____ Data rows
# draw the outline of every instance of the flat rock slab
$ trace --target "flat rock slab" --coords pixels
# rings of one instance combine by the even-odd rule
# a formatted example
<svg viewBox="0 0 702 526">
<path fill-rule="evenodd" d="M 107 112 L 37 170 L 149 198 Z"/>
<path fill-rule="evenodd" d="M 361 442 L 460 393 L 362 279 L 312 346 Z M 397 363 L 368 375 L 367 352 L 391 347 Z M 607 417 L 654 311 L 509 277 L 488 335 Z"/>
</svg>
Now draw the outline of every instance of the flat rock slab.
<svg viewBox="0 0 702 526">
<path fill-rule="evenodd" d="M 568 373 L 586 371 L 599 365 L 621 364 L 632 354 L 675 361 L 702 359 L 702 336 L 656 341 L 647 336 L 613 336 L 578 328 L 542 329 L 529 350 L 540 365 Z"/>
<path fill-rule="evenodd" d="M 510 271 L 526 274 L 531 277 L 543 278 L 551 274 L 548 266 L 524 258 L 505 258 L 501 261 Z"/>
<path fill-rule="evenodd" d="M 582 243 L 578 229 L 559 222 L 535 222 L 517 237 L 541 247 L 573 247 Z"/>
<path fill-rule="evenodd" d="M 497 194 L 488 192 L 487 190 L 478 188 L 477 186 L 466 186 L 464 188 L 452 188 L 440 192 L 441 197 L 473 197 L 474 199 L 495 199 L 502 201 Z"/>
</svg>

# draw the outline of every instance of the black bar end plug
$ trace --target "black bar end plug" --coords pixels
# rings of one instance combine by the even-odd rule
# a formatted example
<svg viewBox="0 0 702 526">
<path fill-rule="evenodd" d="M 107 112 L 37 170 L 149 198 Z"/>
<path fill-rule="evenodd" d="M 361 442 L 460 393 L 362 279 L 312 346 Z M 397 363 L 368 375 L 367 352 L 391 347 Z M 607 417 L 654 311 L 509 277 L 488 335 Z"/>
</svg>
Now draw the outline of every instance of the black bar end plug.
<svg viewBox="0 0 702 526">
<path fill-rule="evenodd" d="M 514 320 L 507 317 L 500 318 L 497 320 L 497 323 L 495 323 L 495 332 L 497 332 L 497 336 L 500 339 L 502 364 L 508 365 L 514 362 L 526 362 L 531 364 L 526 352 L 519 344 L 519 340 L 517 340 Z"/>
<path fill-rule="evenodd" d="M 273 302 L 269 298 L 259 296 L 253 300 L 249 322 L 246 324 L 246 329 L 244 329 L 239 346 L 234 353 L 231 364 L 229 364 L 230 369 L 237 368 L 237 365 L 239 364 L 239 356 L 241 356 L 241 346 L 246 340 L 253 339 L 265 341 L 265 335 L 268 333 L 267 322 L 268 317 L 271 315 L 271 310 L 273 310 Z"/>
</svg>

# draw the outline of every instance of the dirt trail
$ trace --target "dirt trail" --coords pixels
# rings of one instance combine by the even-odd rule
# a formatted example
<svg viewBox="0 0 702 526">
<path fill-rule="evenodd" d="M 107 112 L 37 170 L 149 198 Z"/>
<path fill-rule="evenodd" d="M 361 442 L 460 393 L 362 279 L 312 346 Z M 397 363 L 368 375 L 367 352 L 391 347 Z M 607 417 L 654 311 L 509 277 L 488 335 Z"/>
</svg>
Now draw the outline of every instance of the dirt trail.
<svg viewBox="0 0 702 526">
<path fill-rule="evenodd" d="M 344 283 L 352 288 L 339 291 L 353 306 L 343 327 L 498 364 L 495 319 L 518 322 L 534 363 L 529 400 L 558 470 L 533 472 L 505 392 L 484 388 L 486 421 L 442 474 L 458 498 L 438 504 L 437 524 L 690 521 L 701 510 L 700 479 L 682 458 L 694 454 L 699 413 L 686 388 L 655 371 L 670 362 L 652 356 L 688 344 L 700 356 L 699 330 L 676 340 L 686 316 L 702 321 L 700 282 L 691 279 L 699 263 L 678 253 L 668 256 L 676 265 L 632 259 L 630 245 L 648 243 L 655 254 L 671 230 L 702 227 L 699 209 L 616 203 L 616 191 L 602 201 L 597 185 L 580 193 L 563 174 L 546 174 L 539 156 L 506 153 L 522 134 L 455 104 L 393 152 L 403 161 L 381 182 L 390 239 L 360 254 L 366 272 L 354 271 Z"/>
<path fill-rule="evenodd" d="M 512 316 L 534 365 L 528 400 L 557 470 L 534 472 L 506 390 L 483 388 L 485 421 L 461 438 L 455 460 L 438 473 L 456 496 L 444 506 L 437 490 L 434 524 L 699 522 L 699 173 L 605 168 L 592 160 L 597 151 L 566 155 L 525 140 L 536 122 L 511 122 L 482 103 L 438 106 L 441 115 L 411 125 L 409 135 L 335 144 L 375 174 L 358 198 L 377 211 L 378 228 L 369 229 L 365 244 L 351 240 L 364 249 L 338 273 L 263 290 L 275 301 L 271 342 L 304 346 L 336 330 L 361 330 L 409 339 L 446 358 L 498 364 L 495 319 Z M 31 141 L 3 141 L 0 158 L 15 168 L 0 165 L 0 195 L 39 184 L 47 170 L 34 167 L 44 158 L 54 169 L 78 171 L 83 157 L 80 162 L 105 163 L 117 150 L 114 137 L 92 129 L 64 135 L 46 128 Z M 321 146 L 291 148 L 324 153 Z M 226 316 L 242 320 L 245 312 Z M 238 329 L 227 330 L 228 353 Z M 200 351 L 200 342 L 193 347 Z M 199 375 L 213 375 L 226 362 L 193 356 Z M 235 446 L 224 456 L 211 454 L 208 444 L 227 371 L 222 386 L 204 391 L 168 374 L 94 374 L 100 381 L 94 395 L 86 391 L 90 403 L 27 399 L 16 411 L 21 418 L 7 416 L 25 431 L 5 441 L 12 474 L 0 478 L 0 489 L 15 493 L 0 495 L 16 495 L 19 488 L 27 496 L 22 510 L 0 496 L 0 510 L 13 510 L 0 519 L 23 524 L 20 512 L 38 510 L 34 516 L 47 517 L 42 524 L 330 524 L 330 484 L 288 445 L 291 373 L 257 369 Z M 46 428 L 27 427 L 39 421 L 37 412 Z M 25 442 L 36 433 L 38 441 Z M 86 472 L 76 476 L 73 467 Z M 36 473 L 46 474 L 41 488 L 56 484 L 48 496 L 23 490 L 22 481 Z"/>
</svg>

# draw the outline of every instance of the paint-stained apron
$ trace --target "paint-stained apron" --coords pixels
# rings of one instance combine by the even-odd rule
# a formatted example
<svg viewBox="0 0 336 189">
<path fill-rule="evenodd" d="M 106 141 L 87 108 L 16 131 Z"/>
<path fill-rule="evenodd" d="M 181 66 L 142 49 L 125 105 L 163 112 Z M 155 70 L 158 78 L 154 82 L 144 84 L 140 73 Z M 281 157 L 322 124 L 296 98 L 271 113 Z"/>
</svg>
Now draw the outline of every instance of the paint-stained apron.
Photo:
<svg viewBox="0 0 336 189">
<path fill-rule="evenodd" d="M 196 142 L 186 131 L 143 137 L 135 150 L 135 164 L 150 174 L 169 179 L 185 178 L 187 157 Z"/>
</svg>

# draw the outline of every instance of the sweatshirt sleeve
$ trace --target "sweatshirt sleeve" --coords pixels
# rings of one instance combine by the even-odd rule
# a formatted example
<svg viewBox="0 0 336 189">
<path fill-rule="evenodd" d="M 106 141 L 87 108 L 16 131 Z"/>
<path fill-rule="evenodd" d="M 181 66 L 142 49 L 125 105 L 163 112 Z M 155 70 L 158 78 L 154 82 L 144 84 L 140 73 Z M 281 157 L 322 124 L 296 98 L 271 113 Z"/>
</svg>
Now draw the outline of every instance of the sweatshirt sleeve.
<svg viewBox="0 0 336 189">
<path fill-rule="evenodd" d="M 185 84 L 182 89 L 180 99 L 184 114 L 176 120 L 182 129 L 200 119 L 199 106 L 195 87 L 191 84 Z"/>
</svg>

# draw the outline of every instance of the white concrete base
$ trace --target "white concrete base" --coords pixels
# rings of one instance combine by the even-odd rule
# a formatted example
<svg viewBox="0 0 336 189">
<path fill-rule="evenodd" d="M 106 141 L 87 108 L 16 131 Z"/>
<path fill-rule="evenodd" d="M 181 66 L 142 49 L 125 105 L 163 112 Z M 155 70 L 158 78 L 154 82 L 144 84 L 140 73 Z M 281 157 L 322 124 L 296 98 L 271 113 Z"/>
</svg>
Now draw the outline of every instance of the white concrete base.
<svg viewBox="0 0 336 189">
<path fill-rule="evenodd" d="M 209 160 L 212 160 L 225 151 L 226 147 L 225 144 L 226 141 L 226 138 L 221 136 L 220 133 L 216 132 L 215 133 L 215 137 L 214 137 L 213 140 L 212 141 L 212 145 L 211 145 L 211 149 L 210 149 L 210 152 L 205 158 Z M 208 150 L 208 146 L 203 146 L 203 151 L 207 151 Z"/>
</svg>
________
> Do this:
Copy out the lines of the records verbatim, starting with the line that contains "# draw the outline of every instance of the black" and continuing through the line that contains "514 320 L 507".

> Answer to this exercise:
# draw the outline of every instance of the black bar end plug
$ trace --target "black bar end plug" --coords pixels
# rings of one instance combine by the even-odd rule
# a formatted example
<svg viewBox="0 0 702 526">
<path fill-rule="evenodd" d="M 107 112 L 37 170 L 149 198 Z"/>
<path fill-rule="evenodd" d="M 361 442 L 460 393 L 362 279 L 312 346 Z M 397 363 L 368 375 L 367 352 L 391 347 Z M 607 417 L 654 311 L 509 277 L 488 335 Z"/>
</svg>
Now draw the outline of every instance of the black bar end plug.
<svg viewBox="0 0 702 526">
<path fill-rule="evenodd" d="M 514 320 L 507 317 L 500 318 L 497 320 L 497 323 L 495 323 L 495 332 L 497 332 L 497 336 L 500 339 L 502 364 L 508 365 L 514 362 L 526 362 L 531 364 L 526 352 L 519 344 L 519 340 L 517 340 Z"/>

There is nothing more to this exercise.